(Work to complete)
Proceed with the article on the bacterium Pseudoscardovia radai, picking up right after its last sentence.

(Text segment)
====
Pseudoscardovia radai

Scientific classification
- Domain: Bacteria
- Kingdom: Bacillati
- Phylum: Actinomycetota
- Class: Actinomycetes
- Order: Bifidobacteriales
- Family: Bifidobacteriaceae
- Genus: Pseudoscardovia
- Species: P. radai
- Binomial name: Pseudoscardovia radai Killer et al., 2014

= Pseudoscardovia radai =

- Genus: Pseudoscardovia
- Species: radai
- Authority: Killer et al., 2014

Species of bacterium

Pseudoscardovia radai is a species of Gram-positive, anaerobic, non-motile bacteria in the family Bifidobacteriaceae. It was first described in 2014 following isolation from the gastrointestinal tract of a wild boar (Sus scrofa scrofa) in the Czech Republic.

== Taxonomy ==
Pseudoscardovia radai was named and classified as part of a follow-up to the 2013 description of Pseudoscardovia suis. It shares many phenotypic traits with P. suis, but differs in specific fermentation and genomic properties.
====
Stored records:
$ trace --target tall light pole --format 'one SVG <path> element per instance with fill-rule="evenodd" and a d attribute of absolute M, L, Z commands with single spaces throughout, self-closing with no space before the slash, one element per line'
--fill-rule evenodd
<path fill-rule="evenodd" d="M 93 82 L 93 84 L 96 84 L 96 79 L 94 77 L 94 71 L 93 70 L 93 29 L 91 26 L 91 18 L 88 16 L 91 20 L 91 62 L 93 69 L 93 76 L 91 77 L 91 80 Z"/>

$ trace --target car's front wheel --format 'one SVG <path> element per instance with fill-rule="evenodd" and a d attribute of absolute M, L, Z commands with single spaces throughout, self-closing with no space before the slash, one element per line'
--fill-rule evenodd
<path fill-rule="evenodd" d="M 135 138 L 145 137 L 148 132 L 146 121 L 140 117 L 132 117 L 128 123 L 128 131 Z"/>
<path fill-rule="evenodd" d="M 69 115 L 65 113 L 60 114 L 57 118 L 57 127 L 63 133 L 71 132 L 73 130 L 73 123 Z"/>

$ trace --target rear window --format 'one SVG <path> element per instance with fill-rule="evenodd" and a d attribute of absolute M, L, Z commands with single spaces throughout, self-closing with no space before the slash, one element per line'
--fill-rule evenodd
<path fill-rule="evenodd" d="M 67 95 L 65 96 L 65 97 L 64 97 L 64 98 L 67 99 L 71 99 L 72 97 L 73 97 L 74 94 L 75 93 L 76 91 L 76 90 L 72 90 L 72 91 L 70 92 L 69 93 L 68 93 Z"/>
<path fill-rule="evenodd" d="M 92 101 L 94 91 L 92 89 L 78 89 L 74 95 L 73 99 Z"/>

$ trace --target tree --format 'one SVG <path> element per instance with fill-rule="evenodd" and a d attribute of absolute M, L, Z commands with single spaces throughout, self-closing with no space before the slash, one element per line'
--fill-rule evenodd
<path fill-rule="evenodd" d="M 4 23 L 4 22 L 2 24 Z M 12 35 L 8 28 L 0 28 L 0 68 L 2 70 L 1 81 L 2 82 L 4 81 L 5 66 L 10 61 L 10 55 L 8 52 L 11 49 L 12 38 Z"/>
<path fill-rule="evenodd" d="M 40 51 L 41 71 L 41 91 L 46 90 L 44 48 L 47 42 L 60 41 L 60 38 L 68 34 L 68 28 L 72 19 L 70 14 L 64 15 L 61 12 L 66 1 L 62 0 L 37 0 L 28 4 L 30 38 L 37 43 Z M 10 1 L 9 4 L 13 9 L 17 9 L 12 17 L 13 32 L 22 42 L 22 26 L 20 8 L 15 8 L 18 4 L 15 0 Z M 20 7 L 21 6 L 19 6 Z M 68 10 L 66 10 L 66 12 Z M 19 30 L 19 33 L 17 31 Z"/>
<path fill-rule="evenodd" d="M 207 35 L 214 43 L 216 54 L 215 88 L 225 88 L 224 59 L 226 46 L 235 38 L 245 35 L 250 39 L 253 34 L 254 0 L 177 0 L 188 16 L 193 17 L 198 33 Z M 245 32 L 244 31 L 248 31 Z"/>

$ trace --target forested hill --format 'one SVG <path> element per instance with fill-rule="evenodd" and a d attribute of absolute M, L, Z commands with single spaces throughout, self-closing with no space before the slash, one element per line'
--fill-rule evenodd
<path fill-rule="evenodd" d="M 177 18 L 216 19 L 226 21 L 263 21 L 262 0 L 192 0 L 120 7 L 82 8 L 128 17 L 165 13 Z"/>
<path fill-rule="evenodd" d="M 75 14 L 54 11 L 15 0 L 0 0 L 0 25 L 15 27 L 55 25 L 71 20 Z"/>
====
(Result below)
== Morphology and physiology ==
Pseudoscardovia radai is a strictly anaerobic, rod-shaped, Gram-positive bacterium. It ferments carbohydrates and produces lactic acid as the major metabolic end product. Colonies are similar in appearance to those of P. suis but can be distinguished biochemically.

== Ecology ==
Pseudoscardovia radai was originally recovered from the gut of a wild boar. A metagenomic study found that Pseudoscardovia species, including P. radai, were more abundant in pigs raised outdoors compared to those raised indoors, indicating a link to natural or pasture-based environments.

== Type strain ==
The type strain of Pseudoscardovia radai is DPVI-TET3 (= DSM 24742 = CCM 7943).